Your goal: Transcribe the data underneath exactly, keeping every word in place.

Records to use:

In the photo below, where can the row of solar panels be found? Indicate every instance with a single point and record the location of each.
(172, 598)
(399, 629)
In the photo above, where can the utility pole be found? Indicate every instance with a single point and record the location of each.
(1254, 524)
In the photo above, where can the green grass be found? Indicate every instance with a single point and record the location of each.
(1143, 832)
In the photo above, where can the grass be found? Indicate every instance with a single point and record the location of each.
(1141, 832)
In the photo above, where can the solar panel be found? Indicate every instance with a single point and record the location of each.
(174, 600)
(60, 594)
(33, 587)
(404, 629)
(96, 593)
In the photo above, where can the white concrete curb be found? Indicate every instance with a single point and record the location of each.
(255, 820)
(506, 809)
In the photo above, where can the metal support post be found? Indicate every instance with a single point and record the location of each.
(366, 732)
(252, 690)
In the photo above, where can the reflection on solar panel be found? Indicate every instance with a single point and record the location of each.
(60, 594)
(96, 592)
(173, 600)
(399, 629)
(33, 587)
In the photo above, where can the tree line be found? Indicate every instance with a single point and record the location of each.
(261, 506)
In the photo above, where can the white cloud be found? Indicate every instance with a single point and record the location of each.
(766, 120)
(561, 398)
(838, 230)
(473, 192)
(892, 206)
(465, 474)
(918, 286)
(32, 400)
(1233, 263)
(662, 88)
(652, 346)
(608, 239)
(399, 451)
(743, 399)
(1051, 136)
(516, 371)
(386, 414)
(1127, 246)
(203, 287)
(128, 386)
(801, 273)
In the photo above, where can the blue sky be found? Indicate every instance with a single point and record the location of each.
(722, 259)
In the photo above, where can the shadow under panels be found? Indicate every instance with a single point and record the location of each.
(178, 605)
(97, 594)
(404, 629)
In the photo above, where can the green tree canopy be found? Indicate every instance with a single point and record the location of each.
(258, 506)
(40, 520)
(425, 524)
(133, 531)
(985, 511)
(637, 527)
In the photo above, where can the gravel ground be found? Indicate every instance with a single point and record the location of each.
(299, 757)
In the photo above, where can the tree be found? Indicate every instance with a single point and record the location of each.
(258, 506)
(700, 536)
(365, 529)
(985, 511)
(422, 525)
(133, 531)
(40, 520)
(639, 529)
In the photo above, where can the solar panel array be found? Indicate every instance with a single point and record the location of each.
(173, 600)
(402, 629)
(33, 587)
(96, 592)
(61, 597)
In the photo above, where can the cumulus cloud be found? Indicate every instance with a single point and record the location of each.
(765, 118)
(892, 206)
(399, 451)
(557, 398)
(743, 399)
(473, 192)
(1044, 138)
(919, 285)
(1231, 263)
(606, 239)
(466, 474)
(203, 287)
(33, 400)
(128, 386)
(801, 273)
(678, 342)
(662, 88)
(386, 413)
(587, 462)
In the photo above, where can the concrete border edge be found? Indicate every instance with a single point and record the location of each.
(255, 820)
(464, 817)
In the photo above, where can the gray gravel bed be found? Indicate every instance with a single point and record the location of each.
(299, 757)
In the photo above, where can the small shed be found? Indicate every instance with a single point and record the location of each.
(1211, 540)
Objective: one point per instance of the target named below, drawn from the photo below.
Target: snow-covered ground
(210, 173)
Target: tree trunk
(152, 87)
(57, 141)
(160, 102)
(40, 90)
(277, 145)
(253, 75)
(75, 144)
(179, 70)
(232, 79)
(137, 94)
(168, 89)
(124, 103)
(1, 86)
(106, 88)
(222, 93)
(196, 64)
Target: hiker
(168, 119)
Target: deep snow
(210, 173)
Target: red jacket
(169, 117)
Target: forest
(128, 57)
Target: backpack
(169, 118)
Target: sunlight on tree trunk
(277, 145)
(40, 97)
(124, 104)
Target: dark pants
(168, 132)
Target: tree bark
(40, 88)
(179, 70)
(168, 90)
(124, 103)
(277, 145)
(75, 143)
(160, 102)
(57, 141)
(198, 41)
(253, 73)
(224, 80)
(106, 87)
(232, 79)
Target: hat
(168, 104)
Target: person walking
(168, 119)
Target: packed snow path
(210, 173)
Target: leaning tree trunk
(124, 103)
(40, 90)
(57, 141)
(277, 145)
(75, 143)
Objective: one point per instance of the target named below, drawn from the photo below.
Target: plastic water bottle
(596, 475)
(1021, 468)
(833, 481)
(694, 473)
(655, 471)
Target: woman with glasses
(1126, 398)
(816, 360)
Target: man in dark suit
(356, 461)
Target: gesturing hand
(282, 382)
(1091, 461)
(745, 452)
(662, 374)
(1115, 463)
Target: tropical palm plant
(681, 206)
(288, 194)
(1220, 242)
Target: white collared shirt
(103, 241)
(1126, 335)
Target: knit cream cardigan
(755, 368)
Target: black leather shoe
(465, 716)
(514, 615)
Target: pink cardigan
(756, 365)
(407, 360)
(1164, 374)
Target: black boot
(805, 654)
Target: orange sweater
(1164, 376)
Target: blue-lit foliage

Task output:
In the photo below, where can the row of solar panels be found? Indicate every instance with a single point and record the location of each.
(172, 598)
(399, 629)
In the photo above, where can the utility pole be found? Indicate every instance with a single point and record the location of each.
(1254, 524)
In the photo above, where can the green grass be found? Indicate every instance with a single point and record the location of each.
(1143, 832)
In the photo above, where can the grass be found? Indicate every instance with a single point and record the location of each.
(1141, 832)
In the photo above, where can the solar panel be found? Indicate every instance with a single point and record the location of each.
(174, 600)
(60, 594)
(33, 587)
(404, 629)
(96, 593)
In the photo above, where can the white concrete curb be found? Indicate every instance with a single point and record the location of each.
(255, 820)
(506, 809)
In the photo above, where can the metal support post be found? Indicate every instance with a single point and record the location of each.
(366, 732)
(252, 690)
In the photo above, where can the reflection on solar panel be found? Indicate every instance with a single point and record the location of each.
(60, 594)
(96, 592)
(173, 600)
(399, 629)
(33, 587)
In the photo above, where can the tree line be found? Indicate every instance with a single point and record the location of each.
(261, 506)
In the photo above, where can the white cloud be found? Indicate every instance with a single point and record the location of each.
(766, 120)
(561, 398)
(838, 230)
(473, 192)
(892, 206)
(465, 474)
(918, 286)
(32, 400)
(1233, 263)
(662, 88)
(652, 346)
(608, 239)
(399, 451)
(743, 399)
(1051, 136)
(516, 371)
(386, 414)
(1127, 246)
(203, 287)
(128, 386)
(801, 273)
In the photo above, where can the blue sky be found? Indicate every instance with a single point and record the location of each.
(722, 259)
In the photo above, where can the shadow under panels be found? Indicate every instance with a single point and record the location of each.
(178, 605)
(97, 594)
(404, 629)
In the photo above, where can the green tree canopy be found? Indicate every instance with a single point and record the location of each.
(258, 506)
(40, 520)
(425, 524)
(133, 531)
(985, 511)
(637, 527)
In the photo above, where can the gravel ground be found? Indicate every instance with a single point and record the location of each.
(299, 757)
In the photo above, where can the tree be found? Indicate every instance with a single point and record the location of each.
(258, 506)
(700, 536)
(365, 529)
(985, 511)
(422, 525)
(133, 531)
(40, 520)
(639, 529)
In the photo above, where can the solar panel array be found? Indicate every instance with a single point and record the location of each.
(173, 600)
(402, 629)
(33, 587)
(96, 592)
(61, 597)
In the photo above, where can the cumulus cloud be found? Indicate every instance with a single point and record the location of each.
(765, 118)
(892, 206)
(399, 451)
(557, 398)
(743, 399)
(473, 192)
(1044, 138)
(919, 285)
(1231, 263)
(606, 239)
(466, 474)
(203, 287)
(33, 400)
(128, 386)
(801, 273)
(678, 342)
(662, 88)
(386, 413)
(587, 462)
In the photo above, where can the concrete border edge be found? Indicate every instance with a single point and record the location of each.
(255, 820)
(464, 817)
In the photo above, where can the gray gravel bed be found? Indicate every instance with a single point and record the location of each.
(299, 757)
In the photo above, where can the small shed be found? Indicate every instance with a single point and record the location of each.
(1211, 540)
Objective: one point per instance of the target named below, drawn from the photo below.
Target: snow-covered ground
(210, 173)
Target: tree trunk
(152, 87)
(57, 141)
(160, 102)
(40, 90)
(277, 145)
(253, 75)
(75, 144)
(179, 70)
(232, 79)
(137, 94)
(168, 89)
(124, 103)
(1, 86)
(106, 88)
(222, 93)
(196, 64)
Target: hiker
(168, 119)
Target: deep snow
(210, 173)
Target: red jacket
(169, 117)
Target: forest
(128, 57)
Target: backpack
(169, 118)
Target: sunlight on tree trunk
(277, 145)
(40, 97)
(124, 104)
Target: dark pants
(168, 132)
Target: tree bark
(40, 88)
(179, 70)
(168, 90)
(124, 103)
(277, 145)
(75, 143)
(160, 102)
(57, 141)
(198, 41)
(253, 73)
(224, 80)
(106, 87)
(232, 79)
Target: hat
(168, 104)
Target: person walking
(168, 119)
Target: packed snow path
(210, 173)
Target: leaning tree trunk
(124, 103)
(40, 90)
(57, 141)
(277, 145)
(75, 143)
Objective: one point per instance of the target named below, drawn from the photo below.
Target: plastic water bottle
(596, 475)
(1021, 468)
(833, 481)
(694, 473)
(655, 471)
Target: woman with glasses
(1126, 398)
(816, 360)
Target: man in dark suit
(356, 461)
Target: gesturing hand
(282, 382)
(1091, 461)
(745, 452)
(662, 374)
(1115, 463)
Target: tropical palm plant
(681, 206)
(288, 194)
(1220, 242)
Target: white collared shirt
(103, 241)
(1126, 335)
Target: knit cream cardigan
(755, 368)
Target: black leather shoe
(465, 716)
(514, 615)
Target: pink cardigan
(756, 365)
(407, 360)
(1164, 374)
Target: black boot
(805, 654)
Target: orange sweater
(1164, 376)
Target: blue-lit foliage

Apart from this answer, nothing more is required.